Task objective >> Once the pictures are set aside, transcribe the remaining data exactly.

=====

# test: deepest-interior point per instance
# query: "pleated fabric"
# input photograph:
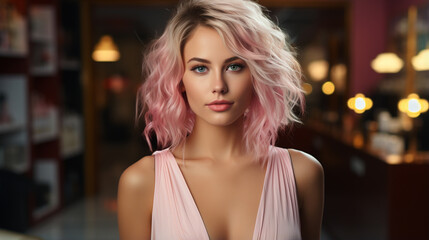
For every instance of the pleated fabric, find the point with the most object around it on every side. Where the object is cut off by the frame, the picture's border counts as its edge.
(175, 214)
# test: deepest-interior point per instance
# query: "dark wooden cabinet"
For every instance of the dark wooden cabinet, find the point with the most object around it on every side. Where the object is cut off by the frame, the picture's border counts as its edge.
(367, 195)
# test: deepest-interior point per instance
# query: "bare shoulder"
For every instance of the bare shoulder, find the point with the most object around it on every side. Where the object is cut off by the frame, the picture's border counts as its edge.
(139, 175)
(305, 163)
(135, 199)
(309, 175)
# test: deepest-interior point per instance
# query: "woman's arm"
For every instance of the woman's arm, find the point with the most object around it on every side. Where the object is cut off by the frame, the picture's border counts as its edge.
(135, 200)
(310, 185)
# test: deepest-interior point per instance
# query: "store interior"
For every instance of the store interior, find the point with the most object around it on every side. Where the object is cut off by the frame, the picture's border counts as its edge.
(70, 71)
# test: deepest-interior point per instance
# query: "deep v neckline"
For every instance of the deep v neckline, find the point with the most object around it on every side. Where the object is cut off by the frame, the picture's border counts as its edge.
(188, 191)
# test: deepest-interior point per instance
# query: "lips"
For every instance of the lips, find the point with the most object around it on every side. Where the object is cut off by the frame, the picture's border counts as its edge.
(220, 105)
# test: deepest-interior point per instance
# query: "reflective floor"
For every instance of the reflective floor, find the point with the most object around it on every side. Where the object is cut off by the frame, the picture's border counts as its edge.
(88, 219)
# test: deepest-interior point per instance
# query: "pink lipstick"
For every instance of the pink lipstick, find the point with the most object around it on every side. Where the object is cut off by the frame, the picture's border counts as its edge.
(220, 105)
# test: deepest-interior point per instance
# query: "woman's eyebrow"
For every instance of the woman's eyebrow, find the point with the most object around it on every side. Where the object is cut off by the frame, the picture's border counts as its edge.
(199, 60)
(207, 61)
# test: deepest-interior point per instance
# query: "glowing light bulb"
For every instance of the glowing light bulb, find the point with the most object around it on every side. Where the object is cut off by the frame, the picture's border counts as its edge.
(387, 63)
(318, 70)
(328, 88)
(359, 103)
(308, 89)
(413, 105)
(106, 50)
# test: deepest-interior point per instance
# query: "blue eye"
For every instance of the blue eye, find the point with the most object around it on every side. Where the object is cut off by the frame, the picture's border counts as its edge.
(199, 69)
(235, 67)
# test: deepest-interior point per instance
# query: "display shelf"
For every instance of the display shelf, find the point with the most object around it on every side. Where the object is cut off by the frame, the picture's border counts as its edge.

=====

Exercise solution >>
# test: deepest-interior point per instance
# query: "pleated fabric"
# input photograph:
For every instance of the pleated fabric, find the point with the most object around it on every side. Where the object is cut off by the frame, the picture's border counts as its edge.
(175, 214)
# test: deepest-interior point per instance
# query: "dark wooden cabinet"
For every instance of the dark wooden cabinet, find the point with the most object around it on every side. Where the object is cut off by the frame, the picture's border counts as its edge.
(367, 195)
# test: deepest-interior point per instance
# query: "bare shoulder"
For every instance of the bare shoulder, find the point with the most object around it on every side. Where the object is cut off by the frame, the picture's border counts as its edge.
(139, 175)
(305, 163)
(135, 199)
(309, 175)
# test: deepest-interior point per instance
# query: "woman's arm"
For every instance of the woman's arm, find the point with the most object around it on every side. Where the object is cut off by the frame, the picture's border counts as its edge.
(135, 200)
(310, 185)
# test: deepest-interior point per instance
# query: "store interior"
For every instance of the store interior, find the point with the most object around it on every side. Where the object is cut off by the frame, the picture's border counts as its edge.
(70, 71)
# test: deepest-interior point per instance
# query: "deep v neckline"
For every instance of the deep v neckline, find the point with the most object around it on every side. Where the object is cut off by the frame, the picture's border counts as its edge.
(188, 191)
# test: deepest-interior point per instance
# query: "lips"
For every instance of the lips, find the point with the most object around it on every side. Where the object is cut off by the frame, the picture's border counts as its edge.
(220, 105)
# test: deepest-interior point per instance
# query: "reflective floor"
For every instance of the reflective floor, find the point with the most object around it on every side. Where the object is cut off by the frame, the picture's border counts as its edge.
(88, 219)
# test: deepest-interior point per instance
# query: "pink lipstick"
For every instance of the pink lipstick, find the point with the most object around it on every side. Where the object is cut off by the frame, the picture's border counts as its edge.
(220, 105)
# test: deepest-interior point per instance
# query: "woman's eyebrow"
For every instance of the woman's eyebrow, find the point with the most object around it on every side. Where the object is cut off by the frame, the picture's border counts as its edge.
(199, 60)
(207, 61)
# test: deepest-interior point per instance
# query: "glowing light bulb"
For every instance of the glowing light bulb, find the point with the most object around it on every side. Where the object is cut off by the frame, the picture's border counts as its edge.
(387, 63)
(318, 70)
(328, 88)
(359, 103)
(308, 89)
(413, 105)
(106, 50)
# test: deepest-interior point per instance
# query: "blue eye"
For every instance of the blue eye, find the point with the most object around it on every side. Where the object is cut off by the frame, the picture's border counts as its edge.
(199, 69)
(235, 67)
# test: deepest-interior point per instance
# query: "display shelf"
For every instance of the display shelf, find the point with the most object around it on every side. Where the object is cut off by the frame, the picture's border counts as its edge.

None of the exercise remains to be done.